[WHAT TO WORK ON] Please rewrite the listing below, putting "is outlined separately" in place of "gets its own outline" and leaving everything else unchanged.

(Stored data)
»»

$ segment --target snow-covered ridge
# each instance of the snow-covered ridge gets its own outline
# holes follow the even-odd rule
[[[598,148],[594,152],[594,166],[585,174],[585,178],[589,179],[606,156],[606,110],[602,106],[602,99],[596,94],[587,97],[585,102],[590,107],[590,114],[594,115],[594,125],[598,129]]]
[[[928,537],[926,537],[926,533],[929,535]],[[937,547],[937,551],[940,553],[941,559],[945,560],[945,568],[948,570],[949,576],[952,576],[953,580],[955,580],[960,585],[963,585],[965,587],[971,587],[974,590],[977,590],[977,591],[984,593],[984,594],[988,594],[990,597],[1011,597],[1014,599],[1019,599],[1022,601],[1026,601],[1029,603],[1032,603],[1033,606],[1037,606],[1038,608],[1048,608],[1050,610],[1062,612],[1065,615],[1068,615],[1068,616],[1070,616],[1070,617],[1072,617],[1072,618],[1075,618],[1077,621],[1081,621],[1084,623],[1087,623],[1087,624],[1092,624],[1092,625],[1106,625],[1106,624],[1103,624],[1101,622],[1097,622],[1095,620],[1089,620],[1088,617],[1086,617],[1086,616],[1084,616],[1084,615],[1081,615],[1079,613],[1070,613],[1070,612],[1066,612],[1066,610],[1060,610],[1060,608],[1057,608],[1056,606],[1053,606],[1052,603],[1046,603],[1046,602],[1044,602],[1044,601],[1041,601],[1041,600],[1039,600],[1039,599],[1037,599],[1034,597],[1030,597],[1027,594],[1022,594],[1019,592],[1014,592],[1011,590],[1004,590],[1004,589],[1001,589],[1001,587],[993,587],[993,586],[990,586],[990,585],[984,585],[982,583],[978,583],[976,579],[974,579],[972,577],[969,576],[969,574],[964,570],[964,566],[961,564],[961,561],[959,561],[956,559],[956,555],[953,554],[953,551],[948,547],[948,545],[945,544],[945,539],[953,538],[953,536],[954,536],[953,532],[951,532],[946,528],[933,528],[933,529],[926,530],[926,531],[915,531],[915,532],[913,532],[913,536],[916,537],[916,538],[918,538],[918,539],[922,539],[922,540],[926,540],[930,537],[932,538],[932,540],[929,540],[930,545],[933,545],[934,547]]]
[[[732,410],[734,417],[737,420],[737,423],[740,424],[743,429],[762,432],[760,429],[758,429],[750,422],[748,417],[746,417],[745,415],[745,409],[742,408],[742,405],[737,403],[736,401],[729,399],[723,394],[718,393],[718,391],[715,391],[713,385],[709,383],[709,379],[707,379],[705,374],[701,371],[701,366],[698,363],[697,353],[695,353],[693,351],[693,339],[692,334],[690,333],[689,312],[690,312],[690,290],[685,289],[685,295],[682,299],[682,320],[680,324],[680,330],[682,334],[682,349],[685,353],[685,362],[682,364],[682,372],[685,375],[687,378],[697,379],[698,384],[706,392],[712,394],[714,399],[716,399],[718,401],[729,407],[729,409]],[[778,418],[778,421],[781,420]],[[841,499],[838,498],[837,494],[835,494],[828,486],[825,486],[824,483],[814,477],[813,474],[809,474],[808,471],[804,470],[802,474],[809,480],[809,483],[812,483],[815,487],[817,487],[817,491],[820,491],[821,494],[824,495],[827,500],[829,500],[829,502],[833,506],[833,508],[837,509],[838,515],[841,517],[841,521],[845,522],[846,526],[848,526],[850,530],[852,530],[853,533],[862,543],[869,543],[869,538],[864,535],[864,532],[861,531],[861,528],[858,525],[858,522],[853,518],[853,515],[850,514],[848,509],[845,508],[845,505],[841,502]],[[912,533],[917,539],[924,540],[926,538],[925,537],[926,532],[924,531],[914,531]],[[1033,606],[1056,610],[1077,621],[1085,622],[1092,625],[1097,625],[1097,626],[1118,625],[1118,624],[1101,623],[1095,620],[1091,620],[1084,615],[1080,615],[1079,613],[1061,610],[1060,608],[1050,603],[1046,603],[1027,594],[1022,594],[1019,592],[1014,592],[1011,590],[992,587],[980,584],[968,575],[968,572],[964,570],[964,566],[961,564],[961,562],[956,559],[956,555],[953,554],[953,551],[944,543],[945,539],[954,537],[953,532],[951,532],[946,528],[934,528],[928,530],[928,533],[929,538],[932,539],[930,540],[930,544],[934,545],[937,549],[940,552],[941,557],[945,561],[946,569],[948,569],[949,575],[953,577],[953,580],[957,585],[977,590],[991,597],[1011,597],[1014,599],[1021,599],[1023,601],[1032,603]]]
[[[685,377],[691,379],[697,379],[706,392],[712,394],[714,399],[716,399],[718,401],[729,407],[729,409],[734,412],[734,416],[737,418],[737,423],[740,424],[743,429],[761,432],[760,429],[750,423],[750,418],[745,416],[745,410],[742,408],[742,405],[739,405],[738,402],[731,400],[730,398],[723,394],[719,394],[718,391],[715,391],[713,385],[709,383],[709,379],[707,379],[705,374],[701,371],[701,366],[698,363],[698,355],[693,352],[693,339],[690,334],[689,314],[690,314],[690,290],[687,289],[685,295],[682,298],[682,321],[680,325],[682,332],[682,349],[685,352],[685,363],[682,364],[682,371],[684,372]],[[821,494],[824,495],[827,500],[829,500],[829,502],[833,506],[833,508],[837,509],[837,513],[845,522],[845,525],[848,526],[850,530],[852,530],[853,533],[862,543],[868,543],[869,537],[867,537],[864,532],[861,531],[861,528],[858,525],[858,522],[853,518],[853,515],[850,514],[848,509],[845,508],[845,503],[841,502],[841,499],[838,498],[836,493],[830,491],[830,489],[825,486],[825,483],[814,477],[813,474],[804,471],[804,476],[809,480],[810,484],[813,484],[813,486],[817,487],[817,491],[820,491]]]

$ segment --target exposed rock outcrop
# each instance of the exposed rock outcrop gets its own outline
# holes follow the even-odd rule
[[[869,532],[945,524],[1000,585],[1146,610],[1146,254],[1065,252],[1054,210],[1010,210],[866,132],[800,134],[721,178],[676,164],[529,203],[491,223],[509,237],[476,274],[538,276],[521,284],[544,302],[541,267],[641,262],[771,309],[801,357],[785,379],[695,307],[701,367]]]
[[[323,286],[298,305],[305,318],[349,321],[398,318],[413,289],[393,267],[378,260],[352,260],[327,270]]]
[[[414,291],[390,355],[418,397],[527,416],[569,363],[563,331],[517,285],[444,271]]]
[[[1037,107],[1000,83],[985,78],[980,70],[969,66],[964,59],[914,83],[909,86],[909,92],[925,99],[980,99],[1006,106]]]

««

[REPLY TO THE TASK]
$ segment --target snow-covered ridge
# each instance of the snow-covered ridge is outlined separately
# holes follow the even-odd rule
[[[598,148],[594,152],[594,166],[585,174],[585,178],[589,179],[606,156],[606,110],[602,106],[602,99],[596,94],[587,97],[585,102],[590,107],[590,114],[594,115],[594,125],[598,129]]]
[[[928,537],[926,537],[926,533],[929,535]],[[937,547],[937,551],[940,553],[941,559],[945,560],[945,568],[948,570],[949,576],[952,576],[953,580],[955,580],[960,585],[963,585],[965,587],[971,587],[974,590],[977,590],[977,591],[984,593],[984,594],[988,594],[990,597],[1011,597],[1014,599],[1019,599],[1022,601],[1026,601],[1029,603],[1032,603],[1033,606],[1037,606],[1038,608],[1048,608],[1050,610],[1062,612],[1065,615],[1068,615],[1068,616],[1070,616],[1070,617],[1072,617],[1072,618],[1075,618],[1077,621],[1081,621],[1084,623],[1087,623],[1087,624],[1092,624],[1092,625],[1106,625],[1106,624],[1103,624],[1101,622],[1097,622],[1095,620],[1089,620],[1088,617],[1086,617],[1086,616],[1084,616],[1084,615],[1081,615],[1079,613],[1070,613],[1070,612],[1066,612],[1066,610],[1060,610],[1060,608],[1057,608],[1056,606],[1053,606],[1052,603],[1046,603],[1046,602],[1044,602],[1044,601],[1041,601],[1041,600],[1039,600],[1039,599],[1037,599],[1034,597],[1030,597],[1027,594],[1022,594],[1019,592],[1014,592],[1011,590],[1004,590],[1004,589],[1001,589],[1001,587],[993,587],[993,586],[990,586],[990,585],[984,585],[982,583],[978,583],[976,579],[974,579],[972,577],[969,576],[969,574],[964,570],[964,566],[961,564],[961,561],[959,561],[956,559],[956,555],[953,554],[953,551],[948,547],[948,545],[945,544],[945,539],[953,538],[953,536],[954,536],[953,532],[951,532],[946,528],[933,528],[933,529],[926,530],[926,531],[915,531],[915,532],[913,532],[913,536],[916,537],[916,538],[918,538],[918,539],[922,539],[922,540],[926,540],[930,537],[932,538],[932,540],[929,540],[930,545],[933,545],[934,547]]]
[[[732,410],[734,417],[737,420],[737,423],[740,424],[743,429],[762,432],[760,429],[758,429],[750,422],[748,417],[746,417],[745,415],[745,409],[742,408],[742,405],[737,403],[736,401],[729,399],[723,394],[718,393],[718,391],[715,391],[713,385],[709,383],[709,379],[707,379],[705,374],[701,371],[701,366],[698,363],[697,353],[695,353],[693,351],[693,339],[692,334],[690,333],[689,312],[690,312],[690,290],[685,289],[685,295],[682,299],[682,320],[680,324],[680,330],[682,334],[682,349],[685,353],[685,362],[682,364],[682,372],[685,375],[687,378],[697,379],[698,384],[706,392],[712,394],[714,399],[716,399],[718,401],[729,407],[729,409]],[[778,418],[778,421],[781,420]],[[841,499],[838,498],[837,494],[835,494],[828,486],[825,486],[824,483],[814,477],[813,474],[809,474],[808,471],[804,470],[802,474],[809,480],[809,483],[812,483],[815,487],[817,487],[817,491],[820,491],[821,494],[824,495],[827,500],[829,500],[829,502],[833,506],[833,508],[837,509],[838,515],[841,517],[841,521],[845,522],[846,526],[848,526],[850,530],[852,530],[853,533],[862,543],[869,543],[869,538],[864,535],[864,532],[861,531],[861,528],[858,525],[858,522],[853,518],[853,515],[850,514],[848,509],[845,508],[845,505],[841,502]],[[912,533],[917,539],[924,540],[926,538],[925,537],[926,532],[924,531],[914,531]],[[1033,606],[1056,610],[1077,621],[1085,622],[1092,625],[1097,625],[1097,626],[1118,625],[1118,624],[1101,623],[1095,620],[1091,620],[1084,615],[1080,615],[1079,613],[1061,610],[1060,608],[1050,603],[1046,603],[1027,594],[1022,594],[1019,592],[1014,592],[1011,590],[992,587],[980,584],[968,575],[968,572],[964,570],[964,566],[961,564],[961,562],[956,559],[956,555],[953,554],[953,551],[944,543],[945,539],[954,537],[953,532],[951,532],[946,528],[934,528],[928,530],[928,533],[929,538],[932,539],[930,540],[930,544],[934,545],[937,549],[940,552],[941,557],[945,561],[946,569],[948,569],[949,575],[953,577],[953,580],[957,585],[977,590],[991,597],[1011,597],[1014,599],[1021,599],[1023,601],[1032,603]]]
[[[685,377],[691,379],[697,379],[706,392],[712,394],[714,399],[716,399],[718,401],[729,407],[729,409],[734,412],[734,416],[737,418],[737,423],[740,424],[743,429],[761,432],[760,429],[750,423],[750,418],[745,416],[745,410],[742,408],[742,405],[739,405],[738,402],[731,400],[730,398],[723,394],[719,394],[718,391],[715,391],[713,385],[709,383],[709,379],[707,379],[705,374],[701,371],[701,366],[698,363],[698,355],[693,352],[693,339],[690,334],[689,314],[690,314],[690,290],[687,289],[685,295],[682,298],[682,321],[680,325],[682,332],[682,349],[685,352],[685,363],[682,364],[682,371],[684,372]],[[821,494],[824,495],[827,500],[829,500],[829,502],[833,506],[833,508],[837,509],[837,513],[845,522],[845,525],[848,526],[850,530],[852,530],[853,533],[862,543],[868,543],[869,537],[867,537],[864,532],[861,531],[861,528],[858,525],[858,522],[853,518],[853,515],[850,514],[848,509],[845,508],[845,503],[841,502],[841,499],[838,498],[836,493],[830,491],[830,489],[825,486],[825,483],[814,477],[813,474],[804,471],[804,476],[809,480],[810,484],[813,484],[813,486],[817,487],[817,491],[820,491]]]

$ segment --target exposed rock outcrop
# each instance of the exposed rock outcrop is outlined separately
# holes follow the even-odd rule
[[[869,532],[945,524],[1000,585],[1146,610],[1146,254],[1065,252],[1054,210],[1010,210],[866,132],[800,134],[721,178],[676,164],[529,203],[491,223],[509,237],[476,274],[538,276],[521,284],[544,302],[541,267],[641,262],[771,309],[801,357],[785,379],[695,307],[701,367]]]
[[[323,286],[298,305],[305,318],[349,321],[398,318],[413,289],[393,267],[378,260],[352,260],[327,270]]]
[[[414,291],[390,355],[418,397],[527,416],[569,363],[563,331],[517,285],[444,271]]]
[[[1037,107],[1000,83],[985,78],[980,70],[969,66],[964,59],[914,83],[909,86],[909,92],[925,99],[980,99],[1006,106]]]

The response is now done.